• **Stored data**
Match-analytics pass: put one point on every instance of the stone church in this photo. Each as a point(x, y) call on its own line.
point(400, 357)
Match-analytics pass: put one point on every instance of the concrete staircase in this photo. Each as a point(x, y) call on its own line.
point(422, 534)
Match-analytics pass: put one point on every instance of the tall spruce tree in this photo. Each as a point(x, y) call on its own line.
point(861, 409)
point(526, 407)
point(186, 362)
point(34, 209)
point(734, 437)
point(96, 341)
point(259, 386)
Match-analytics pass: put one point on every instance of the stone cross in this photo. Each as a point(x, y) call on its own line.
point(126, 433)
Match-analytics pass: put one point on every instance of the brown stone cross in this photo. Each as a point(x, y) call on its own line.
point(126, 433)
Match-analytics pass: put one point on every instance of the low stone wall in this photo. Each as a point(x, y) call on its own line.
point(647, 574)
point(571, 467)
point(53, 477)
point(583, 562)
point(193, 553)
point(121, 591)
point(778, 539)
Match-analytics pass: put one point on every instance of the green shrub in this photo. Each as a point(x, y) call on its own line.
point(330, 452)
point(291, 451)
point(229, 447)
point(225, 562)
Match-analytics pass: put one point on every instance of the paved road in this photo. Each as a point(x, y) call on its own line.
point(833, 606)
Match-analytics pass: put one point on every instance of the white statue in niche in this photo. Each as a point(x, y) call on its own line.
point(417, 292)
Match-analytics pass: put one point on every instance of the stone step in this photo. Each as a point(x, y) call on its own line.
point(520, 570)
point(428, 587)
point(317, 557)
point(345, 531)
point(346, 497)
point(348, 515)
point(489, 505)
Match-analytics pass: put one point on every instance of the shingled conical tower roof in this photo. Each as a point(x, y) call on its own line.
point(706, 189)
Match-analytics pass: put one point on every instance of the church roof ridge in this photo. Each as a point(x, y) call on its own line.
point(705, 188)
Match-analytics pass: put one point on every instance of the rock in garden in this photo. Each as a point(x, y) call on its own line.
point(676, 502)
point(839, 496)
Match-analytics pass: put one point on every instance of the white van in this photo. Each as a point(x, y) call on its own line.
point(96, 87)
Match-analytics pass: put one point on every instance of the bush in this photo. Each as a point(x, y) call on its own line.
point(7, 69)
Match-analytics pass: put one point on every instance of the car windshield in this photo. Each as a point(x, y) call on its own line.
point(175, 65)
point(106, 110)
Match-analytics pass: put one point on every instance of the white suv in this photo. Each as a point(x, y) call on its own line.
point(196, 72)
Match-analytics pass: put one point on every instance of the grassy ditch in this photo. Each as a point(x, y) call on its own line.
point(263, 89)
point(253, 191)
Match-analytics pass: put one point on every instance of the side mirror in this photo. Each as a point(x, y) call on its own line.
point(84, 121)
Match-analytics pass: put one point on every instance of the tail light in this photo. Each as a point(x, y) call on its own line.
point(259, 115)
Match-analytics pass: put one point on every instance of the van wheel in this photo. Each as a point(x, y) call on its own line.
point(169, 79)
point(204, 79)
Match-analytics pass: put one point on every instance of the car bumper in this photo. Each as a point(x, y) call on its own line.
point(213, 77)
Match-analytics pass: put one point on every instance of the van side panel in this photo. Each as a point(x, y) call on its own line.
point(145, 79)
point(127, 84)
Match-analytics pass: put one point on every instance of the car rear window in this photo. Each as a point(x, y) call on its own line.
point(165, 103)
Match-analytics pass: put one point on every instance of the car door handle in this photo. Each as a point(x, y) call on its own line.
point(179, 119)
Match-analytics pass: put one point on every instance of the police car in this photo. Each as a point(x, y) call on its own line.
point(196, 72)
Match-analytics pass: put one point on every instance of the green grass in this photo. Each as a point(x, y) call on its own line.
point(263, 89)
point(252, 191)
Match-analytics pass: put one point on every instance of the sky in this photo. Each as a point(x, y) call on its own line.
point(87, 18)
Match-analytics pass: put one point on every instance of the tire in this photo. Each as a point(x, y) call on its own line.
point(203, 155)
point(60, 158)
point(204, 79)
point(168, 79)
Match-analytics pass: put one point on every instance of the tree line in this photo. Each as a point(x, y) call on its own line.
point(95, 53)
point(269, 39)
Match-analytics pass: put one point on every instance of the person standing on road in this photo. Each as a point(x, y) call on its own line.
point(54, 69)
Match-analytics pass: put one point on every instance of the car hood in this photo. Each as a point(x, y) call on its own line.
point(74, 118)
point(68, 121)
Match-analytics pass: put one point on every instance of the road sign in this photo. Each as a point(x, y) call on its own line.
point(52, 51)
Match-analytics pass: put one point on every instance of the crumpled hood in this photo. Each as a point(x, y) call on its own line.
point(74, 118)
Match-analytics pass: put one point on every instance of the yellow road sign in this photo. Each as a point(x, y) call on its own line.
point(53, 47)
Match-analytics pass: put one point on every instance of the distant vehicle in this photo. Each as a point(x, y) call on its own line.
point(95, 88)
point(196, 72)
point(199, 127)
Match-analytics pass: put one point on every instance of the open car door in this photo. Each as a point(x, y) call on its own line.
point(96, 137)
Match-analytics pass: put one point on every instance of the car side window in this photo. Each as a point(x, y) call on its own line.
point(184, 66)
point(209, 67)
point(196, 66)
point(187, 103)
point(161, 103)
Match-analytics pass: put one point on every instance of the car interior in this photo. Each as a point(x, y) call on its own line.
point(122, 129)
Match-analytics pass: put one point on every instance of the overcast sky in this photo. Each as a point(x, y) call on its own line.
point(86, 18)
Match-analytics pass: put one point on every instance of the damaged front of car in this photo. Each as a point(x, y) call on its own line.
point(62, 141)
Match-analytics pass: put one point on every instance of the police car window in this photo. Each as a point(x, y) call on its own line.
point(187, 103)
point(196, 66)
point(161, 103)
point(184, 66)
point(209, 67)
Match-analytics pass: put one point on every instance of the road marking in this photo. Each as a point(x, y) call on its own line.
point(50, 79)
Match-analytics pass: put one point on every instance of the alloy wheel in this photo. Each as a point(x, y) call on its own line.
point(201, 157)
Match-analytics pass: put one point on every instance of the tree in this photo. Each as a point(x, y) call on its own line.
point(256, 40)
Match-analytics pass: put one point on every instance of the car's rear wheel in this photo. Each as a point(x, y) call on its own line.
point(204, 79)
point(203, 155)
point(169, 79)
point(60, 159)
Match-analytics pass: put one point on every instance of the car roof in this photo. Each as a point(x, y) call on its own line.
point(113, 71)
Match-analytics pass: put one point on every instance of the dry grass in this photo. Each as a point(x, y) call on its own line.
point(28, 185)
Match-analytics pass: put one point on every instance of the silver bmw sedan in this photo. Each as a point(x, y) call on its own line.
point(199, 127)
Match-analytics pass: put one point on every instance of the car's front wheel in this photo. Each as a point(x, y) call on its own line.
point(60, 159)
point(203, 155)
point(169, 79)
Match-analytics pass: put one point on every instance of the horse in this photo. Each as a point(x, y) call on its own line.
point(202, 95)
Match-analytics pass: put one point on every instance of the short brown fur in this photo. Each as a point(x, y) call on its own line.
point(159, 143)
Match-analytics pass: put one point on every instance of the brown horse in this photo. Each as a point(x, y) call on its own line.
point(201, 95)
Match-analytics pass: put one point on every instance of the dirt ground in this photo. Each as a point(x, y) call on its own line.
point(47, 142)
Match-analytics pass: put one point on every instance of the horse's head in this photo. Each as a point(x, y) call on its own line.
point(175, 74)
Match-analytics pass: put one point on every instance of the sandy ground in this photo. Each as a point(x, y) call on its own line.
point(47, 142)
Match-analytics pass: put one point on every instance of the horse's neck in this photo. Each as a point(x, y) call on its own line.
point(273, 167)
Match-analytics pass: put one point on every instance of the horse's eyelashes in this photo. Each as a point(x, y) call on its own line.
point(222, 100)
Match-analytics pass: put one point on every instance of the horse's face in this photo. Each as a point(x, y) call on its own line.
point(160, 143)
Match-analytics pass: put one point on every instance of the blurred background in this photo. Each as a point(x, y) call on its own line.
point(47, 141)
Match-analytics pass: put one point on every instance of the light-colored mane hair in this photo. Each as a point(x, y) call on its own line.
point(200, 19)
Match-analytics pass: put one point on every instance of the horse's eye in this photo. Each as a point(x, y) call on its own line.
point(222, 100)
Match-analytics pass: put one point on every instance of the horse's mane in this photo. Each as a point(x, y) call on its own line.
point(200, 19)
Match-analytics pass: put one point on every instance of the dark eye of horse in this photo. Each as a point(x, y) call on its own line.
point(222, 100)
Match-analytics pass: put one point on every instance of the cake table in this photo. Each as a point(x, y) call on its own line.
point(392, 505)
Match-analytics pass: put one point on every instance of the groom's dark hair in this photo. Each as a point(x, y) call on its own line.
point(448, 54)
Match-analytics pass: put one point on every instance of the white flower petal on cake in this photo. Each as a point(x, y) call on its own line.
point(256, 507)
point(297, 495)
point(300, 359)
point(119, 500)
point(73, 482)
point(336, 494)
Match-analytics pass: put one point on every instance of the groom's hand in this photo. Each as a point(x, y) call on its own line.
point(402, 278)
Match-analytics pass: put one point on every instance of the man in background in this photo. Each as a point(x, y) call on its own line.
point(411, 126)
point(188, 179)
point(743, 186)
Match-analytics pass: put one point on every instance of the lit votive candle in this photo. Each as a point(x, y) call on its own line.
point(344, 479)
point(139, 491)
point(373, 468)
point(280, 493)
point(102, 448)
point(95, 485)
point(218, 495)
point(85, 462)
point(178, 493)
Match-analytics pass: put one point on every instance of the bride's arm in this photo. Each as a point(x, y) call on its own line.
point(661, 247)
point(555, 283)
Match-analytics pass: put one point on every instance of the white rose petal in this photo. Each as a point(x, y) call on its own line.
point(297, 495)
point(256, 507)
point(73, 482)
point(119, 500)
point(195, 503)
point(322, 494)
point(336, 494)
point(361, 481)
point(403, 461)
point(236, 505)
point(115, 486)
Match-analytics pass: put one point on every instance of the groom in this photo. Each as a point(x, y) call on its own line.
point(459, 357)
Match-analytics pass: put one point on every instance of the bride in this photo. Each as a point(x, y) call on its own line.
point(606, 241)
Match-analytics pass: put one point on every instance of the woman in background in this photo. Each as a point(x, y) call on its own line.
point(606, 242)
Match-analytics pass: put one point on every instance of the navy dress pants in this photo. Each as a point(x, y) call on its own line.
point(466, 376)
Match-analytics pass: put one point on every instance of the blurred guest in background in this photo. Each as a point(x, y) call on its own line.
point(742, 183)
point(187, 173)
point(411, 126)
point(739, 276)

• **Exercise objective**
Express the rows between the lines holding "Match-analytics pass: put one point on every instance of the sky" and "point(52, 51)", inclusive, as a JSON list of strings with one string per line and blank lines left out.

• **Complete answer**
[
  "Match-analytics pass: put one point on every instance of the sky in this photo. Each as a point(x, y) call on its own line.",
  "point(87, 18)",
  "Match-analytics pass: put one point on every instance of the tire in this photo. Each as a point(x, y) call on its own line.",
  "point(203, 155)",
  "point(60, 158)",
  "point(204, 79)",
  "point(168, 79)",
  "Match-analytics pass: put one point on every instance of the tree line in this photo. Each as a point(x, y) call on its own line.",
  "point(95, 53)",
  "point(269, 39)",
  "Match-analytics pass: put one point on every instance of the person standing on road in this photo. Each as a point(x, y) call on its own line.",
  "point(54, 69)",
  "Match-analytics pass: put one point on every instance of the car hood in this photo. Each as a point(x, y) call on its own line.",
  "point(74, 118)",
  "point(68, 121)",
  "Match-analytics pass: put one point on every instance of the road sign in this photo. Each as a point(x, y) call on its own line.",
  "point(52, 51)"
]